Get used to cyber-change making your head spin

April 1, 2014
Think back to just eight years ago. The iPhone had not been introduced. The value of a network grows as the square of the number of people connected to it. Imagine walking onto a job site, saying, “BIM drawings,” and they are projected in front of you. Steve Jobs predicted that we will have broadband-connected flexible tablets with learning capabilities that will talk to you in an almost sentient manner. We will see smart buildings that know how many people are in them and, by reading their badges, know who they are.  

CHICAGO — If you’re the type of person who doesn’t like change, you’re really out of luck. The world of contracting will be changed by technology at a stunning rate, futurist Michael Rogers told contractors who are members of the Nexstar Network meeting here.

Rogers bills himself as the Practical Futurist because he looks no more than five to 10 years into the future. A lot of the technology that he talks about exists, or is in the planning stages, or the pieces are all there and one just has to connect the dots to show how they’ll all work together. Being a “practical futurist,” Rogers joked, gets him away from questions about flying cars.

If you look at a five to eight year time frame, he told the contractors, think back to just eight years ago. The iPhone had not been introduced. The entire product category of smart phones did not exist. YouTube had just started and most tech writers predicted that it wouldn’t last because it was being sued for copyright infringement by all of the movie studios and TV networks. Only 50,000 people were on Facebook and they were all on a few university campuses. A 32-in. flat screen TV cost $3,200. If change continues at the same pace, Rogers predicted, an iPhone in 2022 will have the computing power of one of today’s servers.

Your instructions: Rewrite the passage of the cyber-change article between "April 1, 2014" and "who they are.", inclusive, replacing "job site" with "construction site".

Natural language descriptions of regions
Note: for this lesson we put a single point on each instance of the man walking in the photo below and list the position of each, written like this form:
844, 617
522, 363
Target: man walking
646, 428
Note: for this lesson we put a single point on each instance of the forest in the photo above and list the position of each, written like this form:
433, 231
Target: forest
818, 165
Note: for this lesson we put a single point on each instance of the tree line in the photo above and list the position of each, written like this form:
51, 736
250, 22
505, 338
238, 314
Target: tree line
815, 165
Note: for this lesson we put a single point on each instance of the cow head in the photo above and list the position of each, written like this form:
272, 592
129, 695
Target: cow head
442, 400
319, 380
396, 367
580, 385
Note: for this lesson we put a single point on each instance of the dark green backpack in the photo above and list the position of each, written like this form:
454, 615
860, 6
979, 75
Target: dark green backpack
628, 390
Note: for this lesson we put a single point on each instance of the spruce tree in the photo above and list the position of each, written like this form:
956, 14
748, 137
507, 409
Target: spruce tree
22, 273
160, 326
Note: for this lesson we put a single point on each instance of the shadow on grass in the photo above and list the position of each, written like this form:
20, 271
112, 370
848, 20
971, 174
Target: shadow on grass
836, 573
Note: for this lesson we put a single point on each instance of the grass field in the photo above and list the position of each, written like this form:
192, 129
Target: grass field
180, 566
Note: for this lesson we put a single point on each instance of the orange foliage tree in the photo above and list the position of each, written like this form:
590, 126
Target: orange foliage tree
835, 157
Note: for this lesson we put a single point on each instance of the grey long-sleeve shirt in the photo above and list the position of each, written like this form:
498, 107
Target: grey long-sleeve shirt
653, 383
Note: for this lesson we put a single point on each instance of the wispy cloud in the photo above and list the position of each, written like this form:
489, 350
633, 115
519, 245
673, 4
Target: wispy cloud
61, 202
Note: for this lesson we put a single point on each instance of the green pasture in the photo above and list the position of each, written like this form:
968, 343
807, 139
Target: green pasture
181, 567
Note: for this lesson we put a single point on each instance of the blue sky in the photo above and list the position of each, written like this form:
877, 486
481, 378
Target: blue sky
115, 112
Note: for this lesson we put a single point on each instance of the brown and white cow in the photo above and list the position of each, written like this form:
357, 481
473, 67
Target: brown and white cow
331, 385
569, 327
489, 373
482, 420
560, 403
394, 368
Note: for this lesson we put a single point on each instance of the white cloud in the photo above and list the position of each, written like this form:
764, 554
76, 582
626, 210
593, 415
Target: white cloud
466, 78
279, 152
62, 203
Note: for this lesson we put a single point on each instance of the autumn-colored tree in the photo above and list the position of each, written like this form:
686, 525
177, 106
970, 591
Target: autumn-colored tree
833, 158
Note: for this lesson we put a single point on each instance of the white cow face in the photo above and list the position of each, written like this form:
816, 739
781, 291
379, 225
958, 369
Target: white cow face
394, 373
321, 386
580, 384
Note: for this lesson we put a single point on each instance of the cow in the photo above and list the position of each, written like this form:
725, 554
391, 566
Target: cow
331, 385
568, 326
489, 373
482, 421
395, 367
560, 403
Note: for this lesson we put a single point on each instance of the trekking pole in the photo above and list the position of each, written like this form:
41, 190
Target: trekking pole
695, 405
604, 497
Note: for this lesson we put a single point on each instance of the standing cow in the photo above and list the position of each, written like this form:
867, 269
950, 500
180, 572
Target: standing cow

Written solution:
April 1, 2014
Think back to just eight years ago. The iPhone had not been introduced. The value of a network grows as the square of the number of people connected to it. Imagine walking onto a construction site, saying, “BIM drawings,” and they are projected in front of you. Steve Jobs predicted that we will have broadband-connected flexible tablets with learning capabilities that will talk to you in an almost sentient manner. We will see smart buildings that know how many people are in them and, by reading their badges, know who they are.